» **QUOTED PASSAGE**:

────────────────────────────────────────

Completely opposed to the matrimonial love of those who are married, there is a very different type of love, labeled “passion.” It was extensively depicted and analyzed by Plato in his dialogue Phaedrus. Here, the philosopher describes in detail the manifestations of these two types of love: the first, chaste and self-disciplined, can help the person touched by it to reach the heights of contemplation . The second, wild and egocentric, and almost exclusively carnal, is a dangerous disease of the spirit. It was this type of love that Tolkien opposed. And in his case this was not only a theory but a fact of life.

────────────────────────────────────────

» **WORK INSTRUCTIONS**:
In the passage about two kinds of love, which dialogue by Plato is named as describing and analyzing "passion"? The material after this passage comes from a different source.

────────────────────────────────────────

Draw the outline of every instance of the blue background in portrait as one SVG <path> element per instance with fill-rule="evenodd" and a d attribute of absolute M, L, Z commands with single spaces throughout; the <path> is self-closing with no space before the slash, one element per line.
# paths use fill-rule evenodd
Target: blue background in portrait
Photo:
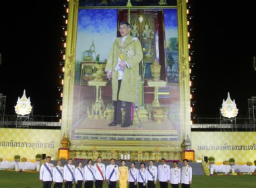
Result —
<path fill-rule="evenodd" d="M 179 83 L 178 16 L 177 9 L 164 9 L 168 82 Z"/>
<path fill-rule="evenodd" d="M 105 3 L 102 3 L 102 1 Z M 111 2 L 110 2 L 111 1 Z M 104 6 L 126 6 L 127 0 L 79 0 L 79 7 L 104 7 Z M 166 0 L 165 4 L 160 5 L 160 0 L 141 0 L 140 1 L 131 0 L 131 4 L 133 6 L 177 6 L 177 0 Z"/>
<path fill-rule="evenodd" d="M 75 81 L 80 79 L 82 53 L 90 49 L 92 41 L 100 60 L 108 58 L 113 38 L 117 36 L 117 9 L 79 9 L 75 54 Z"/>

────────────────────────────────────────

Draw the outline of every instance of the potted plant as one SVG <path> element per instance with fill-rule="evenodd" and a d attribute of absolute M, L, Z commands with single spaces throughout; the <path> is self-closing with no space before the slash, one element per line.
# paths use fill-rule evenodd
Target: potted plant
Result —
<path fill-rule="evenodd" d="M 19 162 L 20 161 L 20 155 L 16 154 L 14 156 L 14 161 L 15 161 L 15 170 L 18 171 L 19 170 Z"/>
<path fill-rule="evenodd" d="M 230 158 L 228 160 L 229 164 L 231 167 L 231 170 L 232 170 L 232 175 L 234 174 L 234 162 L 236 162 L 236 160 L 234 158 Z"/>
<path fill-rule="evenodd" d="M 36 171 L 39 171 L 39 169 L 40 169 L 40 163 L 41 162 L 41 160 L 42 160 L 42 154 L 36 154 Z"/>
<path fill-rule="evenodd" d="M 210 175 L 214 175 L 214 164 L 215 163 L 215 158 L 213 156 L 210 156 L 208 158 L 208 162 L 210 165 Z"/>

────────────────────────────────────────

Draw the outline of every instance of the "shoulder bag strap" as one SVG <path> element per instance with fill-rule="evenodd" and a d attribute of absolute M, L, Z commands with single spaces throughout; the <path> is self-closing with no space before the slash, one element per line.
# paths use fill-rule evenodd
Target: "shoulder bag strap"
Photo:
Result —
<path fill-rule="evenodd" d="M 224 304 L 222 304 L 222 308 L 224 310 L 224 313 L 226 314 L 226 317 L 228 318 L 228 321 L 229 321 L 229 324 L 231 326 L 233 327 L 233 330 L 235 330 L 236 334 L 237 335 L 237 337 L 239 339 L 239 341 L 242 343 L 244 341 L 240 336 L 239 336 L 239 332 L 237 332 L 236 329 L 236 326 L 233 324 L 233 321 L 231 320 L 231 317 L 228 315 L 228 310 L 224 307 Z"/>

────────────────────────────────────────

» **YOUR RESPONSE**:
Phaedrus